* **TASK LIST**:
**1)** Return the part of the article on remote work for college staff that opens with the words containing "College leaders are" and closes with "clock to 2019.".
**2)** Translate this sentence from the article on remote work for college staff into Spanish: "They don’t want to turn back the clock to 2019."
**3)** Continue the article on remote work for college staff, starting right after its final sentence.

* **SOURCE DOCUMENT**:

☆ ☆ ☆

College leaders are calling their employees back to campus. Human-resources offices are developing new telecommuting policies. And a consensus is emerging, among employees and their managers: Remote work — or at least more flexibility — is becoming a key tool for attracting and retaining staff.
It’s a major shift from pre-pandemic operations on college campuses, workplaces deeply rooted in a sense of place. But employees across the country are saying they are as productive — and sometimes more — without long commutes and inflexible hours. They don’t want to turn back the clock to 2019.
The stakes for recruitment and retention are high as colleges revise their policies for staff, particularly in competitive fields like technology and cybersecurity. Many higher-education staff members are considering leaving their positions as colleges are calling them back to the office. Some already have.
Jon-Stephen Stansel felt productive in the first months of remote work at the University of Central Arkansas. He had long hours as a digital-media specialist, especially after the campus initially shut down last year, but he felt that his performance was solid and that working remotely was a natural fit for his role. “My job’s online,” he said. “I’m used to that.”
He said he tried to be a team player when, in the fall of 2020, he was asked to return to the office, even though it felt “a little ridiculous” to take virtual meetings from closed-door private offices. But he drew a line when his team was moved to an open-office floor plan, he said, well before vaccines were available. (A university spokesperson, Fredricka Sharkey, told The Chronicle plexiglass divided workstations in Stansel’s office, and social distancing and masking were required.)
Stansel said he asked colleagues why this was necessary and “couldn’t get a direct answer.” It signaled to him that campus leaders “value me being in a chair for eight hours a day over the output of my work.” He took it as a sign to move on and put in his two-weeks notice in January. Now, he works freelance, including for Amazon Prime Video.
Stansel has long believed in academe’s mission. “I chugged the higher-ed Kool-Aid,” he said by phone recently. “I honestly believed that the more we educate people, the better our world becomes.”
But it wasn’t enough to keep him working in the field. “We’re going to see a migration of top talent out of higher ed if we’re not flexible,” he said. “It breaks my heart to leave, but I’ve got to look out for myself and my family.”
Sharkey, the spokesperson, declined to “speculate about the choices and preferences of current and former employees.”

☆ ☆ ☆

[Data entries]

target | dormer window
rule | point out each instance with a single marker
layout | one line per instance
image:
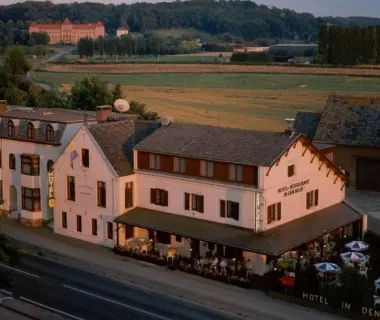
(11, 129)
(31, 132)
(49, 133)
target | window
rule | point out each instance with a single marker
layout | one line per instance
(31, 199)
(31, 132)
(197, 202)
(85, 158)
(129, 195)
(207, 168)
(229, 209)
(109, 230)
(71, 188)
(49, 133)
(163, 237)
(236, 172)
(128, 232)
(30, 165)
(94, 227)
(50, 165)
(79, 223)
(101, 194)
(12, 162)
(159, 197)
(11, 129)
(274, 212)
(64, 220)
(154, 161)
(179, 165)
(312, 199)
(291, 172)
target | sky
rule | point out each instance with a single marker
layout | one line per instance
(343, 8)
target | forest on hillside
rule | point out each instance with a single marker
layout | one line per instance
(240, 18)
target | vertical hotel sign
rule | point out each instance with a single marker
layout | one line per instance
(51, 188)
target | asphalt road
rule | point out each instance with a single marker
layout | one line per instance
(89, 296)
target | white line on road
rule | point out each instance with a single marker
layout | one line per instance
(51, 309)
(18, 270)
(116, 302)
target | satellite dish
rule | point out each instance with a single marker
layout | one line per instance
(121, 105)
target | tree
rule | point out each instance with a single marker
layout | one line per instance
(16, 61)
(117, 92)
(89, 93)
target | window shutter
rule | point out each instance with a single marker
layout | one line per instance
(308, 200)
(187, 201)
(152, 196)
(236, 211)
(222, 208)
(269, 218)
(201, 198)
(166, 198)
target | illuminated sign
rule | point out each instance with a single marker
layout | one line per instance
(293, 188)
(51, 189)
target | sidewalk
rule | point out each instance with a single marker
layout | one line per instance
(96, 259)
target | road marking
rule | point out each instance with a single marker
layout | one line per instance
(19, 270)
(80, 268)
(116, 302)
(50, 308)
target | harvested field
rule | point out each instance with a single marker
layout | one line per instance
(205, 68)
(254, 109)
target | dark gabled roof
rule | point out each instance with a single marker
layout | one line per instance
(223, 144)
(116, 139)
(271, 242)
(306, 123)
(348, 120)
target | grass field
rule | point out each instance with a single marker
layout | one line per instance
(253, 101)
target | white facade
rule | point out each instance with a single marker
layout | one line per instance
(13, 180)
(86, 198)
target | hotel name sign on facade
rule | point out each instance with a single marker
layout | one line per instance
(293, 188)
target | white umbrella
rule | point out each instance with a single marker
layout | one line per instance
(356, 246)
(327, 267)
(352, 256)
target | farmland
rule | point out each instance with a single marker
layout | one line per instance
(256, 101)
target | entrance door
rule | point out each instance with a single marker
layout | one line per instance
(367, 174)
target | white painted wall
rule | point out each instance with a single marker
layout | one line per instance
(85, 203)
(16, 179)
(294, 206)
(213, 192)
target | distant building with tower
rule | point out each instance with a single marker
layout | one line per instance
(121, 32)
(67, 32)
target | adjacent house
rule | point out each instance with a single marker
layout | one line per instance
(350, 127)
(94, 180)
(235, 193)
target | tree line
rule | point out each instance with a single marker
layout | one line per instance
(241, 18)
(348, 46)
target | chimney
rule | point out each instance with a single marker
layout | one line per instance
(290, 126)
(3, 105)
(166, 120)
(103, 112)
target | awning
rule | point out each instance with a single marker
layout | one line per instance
(272, 242)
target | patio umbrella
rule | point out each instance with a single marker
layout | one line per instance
(327, 267)
(352, 256)
(356, 246)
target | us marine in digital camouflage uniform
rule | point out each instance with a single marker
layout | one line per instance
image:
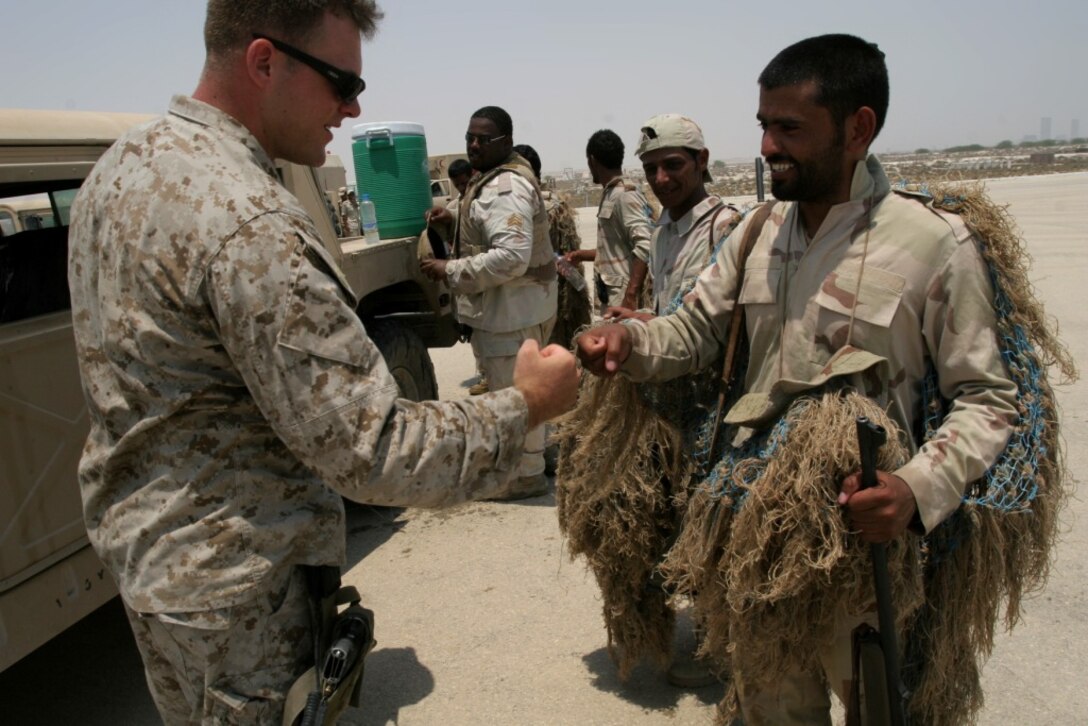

☆ ☆ ☆

* **ANSWERS TO EACH TASK**:
**1)**
College leaders are calling their employees back to campus. Human-resources offices are developing new telecommuting policies. And a consensus is emerging, among employees and their managers: Remote work — or at least more flexibility — is becoming a key tool for attracting and retaining staff.
It’s a major shift from pre-pandemic operations on college campuses, workplaces deeply rooted in a sense of place. But employees across the country are saying they are as productive — and sometimes more — without long commutes and inflexible hours. They don’t want to turn back the clock to 2019.

**2)** No quieren hacer retroceder el reloj hasta 2019.

**3)**
Flexibility as a Priority
The current preoccupation with retention contrasts markedly with the staffing dynamics of the past year. At least 570,000 workers, or one out of nine workers in academe, lost or left their job since the coronavirus pandemic began, according to preliminary, seasonally adjusted figures from the U.S. Labor Department. Now employees have some leverage in a tightening labor market, and flexible work policies are one of many factors driving sky-high turnover levels. A survey by Microsoft found that more than 40 percent of employees are considering leaving their positions this year.
Eliminating flexibility could lead to a “turnover tsunami” on college campuses, Rob Shomaker, senior vice president for the College and University Professional Association for Human Resources, or CUPA-HR, said at a recent event.
In recent communications, interviews, and released policies, colleges like Drexel University, Virginia Tech, Worcester Polytechnic Institute, and the University of Illinois at Chicago have acknowledged that flexibility could attract job applicants, improve staff retention, and lift employee morale.
The University of South Florida even tied flexible work policies to the campus’s goals to advance in national rankings. “The global marketplace for talent is evolving toward flexible work, creating more competition for top performers who can help us reach our aspirations for Top 25 U.S. News & World Report rankings and AAU eligibility,” campus officials wrote in one message.
The rise of remote work across the country means that colleges will compete for applicants with businesses and organizations nationally, not just with local industry, meaning that this could be an area where colleges keep pace with other employers — or fall short.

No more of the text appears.